◆ What the task asks: Go line by line through the records below. Copy whichever lines contain the string "spectator".

◆ Data for this exercise:

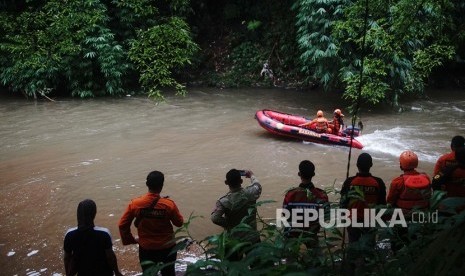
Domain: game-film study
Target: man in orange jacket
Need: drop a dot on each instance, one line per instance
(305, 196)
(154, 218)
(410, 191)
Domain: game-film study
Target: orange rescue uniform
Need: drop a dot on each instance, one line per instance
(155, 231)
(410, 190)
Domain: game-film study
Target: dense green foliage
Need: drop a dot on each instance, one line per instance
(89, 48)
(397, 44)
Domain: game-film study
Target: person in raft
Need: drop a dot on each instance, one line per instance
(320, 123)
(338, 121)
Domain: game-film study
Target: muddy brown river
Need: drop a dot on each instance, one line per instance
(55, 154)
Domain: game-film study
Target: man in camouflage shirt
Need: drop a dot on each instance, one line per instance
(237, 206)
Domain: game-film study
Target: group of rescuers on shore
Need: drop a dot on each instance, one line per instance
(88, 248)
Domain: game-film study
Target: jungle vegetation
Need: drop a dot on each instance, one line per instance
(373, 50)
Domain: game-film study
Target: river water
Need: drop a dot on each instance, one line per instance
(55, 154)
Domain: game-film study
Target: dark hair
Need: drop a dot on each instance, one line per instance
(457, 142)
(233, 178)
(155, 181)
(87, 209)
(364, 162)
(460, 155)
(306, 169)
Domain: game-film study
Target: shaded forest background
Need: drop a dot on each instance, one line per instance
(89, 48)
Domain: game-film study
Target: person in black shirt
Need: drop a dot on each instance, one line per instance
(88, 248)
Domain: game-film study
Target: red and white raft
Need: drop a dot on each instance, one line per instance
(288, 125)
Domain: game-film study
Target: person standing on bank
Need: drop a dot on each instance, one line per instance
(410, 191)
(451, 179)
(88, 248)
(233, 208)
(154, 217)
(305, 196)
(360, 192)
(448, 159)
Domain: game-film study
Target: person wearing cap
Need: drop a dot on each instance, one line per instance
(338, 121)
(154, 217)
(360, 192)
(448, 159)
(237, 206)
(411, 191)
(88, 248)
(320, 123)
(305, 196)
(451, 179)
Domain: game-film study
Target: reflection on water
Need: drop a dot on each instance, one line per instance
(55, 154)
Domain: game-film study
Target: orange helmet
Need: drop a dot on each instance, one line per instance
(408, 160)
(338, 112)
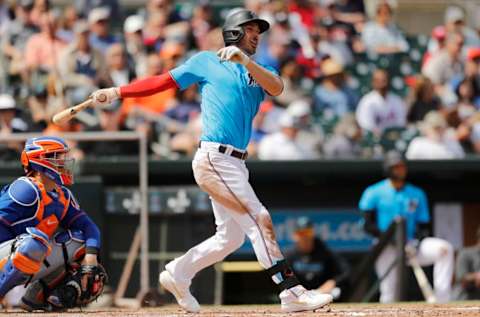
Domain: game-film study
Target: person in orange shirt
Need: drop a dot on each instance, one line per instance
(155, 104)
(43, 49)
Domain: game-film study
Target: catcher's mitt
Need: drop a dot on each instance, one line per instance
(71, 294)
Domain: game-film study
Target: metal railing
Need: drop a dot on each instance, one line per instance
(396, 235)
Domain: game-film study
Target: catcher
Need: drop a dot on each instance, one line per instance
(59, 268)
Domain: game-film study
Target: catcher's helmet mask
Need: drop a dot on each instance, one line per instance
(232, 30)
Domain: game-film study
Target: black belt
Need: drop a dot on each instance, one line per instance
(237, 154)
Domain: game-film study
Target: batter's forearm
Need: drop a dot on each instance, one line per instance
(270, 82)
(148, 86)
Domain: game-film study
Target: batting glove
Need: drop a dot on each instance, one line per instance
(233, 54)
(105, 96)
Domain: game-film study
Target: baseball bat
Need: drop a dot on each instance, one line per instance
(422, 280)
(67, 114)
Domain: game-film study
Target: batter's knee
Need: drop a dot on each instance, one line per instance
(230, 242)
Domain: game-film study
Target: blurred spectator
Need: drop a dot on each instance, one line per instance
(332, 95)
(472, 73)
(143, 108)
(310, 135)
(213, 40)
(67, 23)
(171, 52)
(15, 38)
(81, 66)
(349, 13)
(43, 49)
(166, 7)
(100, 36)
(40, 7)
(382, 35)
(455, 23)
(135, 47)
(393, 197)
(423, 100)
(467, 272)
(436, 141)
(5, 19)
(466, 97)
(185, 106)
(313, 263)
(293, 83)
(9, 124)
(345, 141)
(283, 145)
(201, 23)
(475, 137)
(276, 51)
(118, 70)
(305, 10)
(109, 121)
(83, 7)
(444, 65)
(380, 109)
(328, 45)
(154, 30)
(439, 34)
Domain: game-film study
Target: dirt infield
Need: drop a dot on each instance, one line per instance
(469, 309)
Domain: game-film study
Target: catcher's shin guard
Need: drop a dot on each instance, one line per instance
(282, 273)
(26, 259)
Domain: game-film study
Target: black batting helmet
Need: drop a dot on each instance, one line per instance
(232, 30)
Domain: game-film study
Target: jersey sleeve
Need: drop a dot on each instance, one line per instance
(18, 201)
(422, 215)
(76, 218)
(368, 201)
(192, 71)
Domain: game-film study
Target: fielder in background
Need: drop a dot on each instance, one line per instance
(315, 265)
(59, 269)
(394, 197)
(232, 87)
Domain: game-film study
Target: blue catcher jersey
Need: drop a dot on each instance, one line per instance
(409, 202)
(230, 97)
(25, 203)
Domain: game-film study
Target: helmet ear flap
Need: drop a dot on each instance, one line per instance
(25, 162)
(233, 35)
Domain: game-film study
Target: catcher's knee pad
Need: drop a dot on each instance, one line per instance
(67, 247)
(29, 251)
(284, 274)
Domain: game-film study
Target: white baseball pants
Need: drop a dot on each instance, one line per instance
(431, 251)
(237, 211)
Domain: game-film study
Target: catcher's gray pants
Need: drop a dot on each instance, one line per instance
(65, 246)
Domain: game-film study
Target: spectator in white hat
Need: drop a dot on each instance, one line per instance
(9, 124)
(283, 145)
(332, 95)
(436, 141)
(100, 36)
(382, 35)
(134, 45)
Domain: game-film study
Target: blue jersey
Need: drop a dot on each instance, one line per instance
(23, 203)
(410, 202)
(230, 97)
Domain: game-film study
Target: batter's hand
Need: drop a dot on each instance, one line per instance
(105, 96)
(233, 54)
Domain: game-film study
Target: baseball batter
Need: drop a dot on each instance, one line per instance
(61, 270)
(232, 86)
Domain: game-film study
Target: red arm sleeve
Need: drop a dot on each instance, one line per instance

...

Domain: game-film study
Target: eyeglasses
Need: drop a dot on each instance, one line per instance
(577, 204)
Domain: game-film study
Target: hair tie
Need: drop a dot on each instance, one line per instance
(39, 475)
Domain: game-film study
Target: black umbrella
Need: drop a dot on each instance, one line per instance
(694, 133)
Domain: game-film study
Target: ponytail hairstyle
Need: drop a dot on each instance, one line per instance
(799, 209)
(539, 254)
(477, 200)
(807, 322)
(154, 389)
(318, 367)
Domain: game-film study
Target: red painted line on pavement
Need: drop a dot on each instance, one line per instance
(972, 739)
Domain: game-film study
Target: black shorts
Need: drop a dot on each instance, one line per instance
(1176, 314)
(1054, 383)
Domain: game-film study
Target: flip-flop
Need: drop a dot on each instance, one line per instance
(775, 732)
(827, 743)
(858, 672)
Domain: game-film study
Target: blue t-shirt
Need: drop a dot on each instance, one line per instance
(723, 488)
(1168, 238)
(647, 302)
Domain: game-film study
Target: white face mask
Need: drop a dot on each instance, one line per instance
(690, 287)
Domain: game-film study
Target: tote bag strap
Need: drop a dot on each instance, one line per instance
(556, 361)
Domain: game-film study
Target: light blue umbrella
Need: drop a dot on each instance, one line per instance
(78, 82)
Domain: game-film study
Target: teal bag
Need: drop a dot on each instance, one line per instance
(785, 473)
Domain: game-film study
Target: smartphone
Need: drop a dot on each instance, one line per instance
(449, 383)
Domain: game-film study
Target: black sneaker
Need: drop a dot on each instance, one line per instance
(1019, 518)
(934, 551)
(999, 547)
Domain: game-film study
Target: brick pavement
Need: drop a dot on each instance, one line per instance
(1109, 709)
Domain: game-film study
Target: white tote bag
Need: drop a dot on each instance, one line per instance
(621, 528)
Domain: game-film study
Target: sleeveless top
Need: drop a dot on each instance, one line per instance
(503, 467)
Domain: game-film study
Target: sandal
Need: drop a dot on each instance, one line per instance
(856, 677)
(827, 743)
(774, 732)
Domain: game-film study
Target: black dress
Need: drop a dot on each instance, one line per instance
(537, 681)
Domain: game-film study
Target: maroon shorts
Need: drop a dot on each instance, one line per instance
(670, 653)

◆ Answer to the exercise:
Target: blurred spectator
Target: spectator in white hat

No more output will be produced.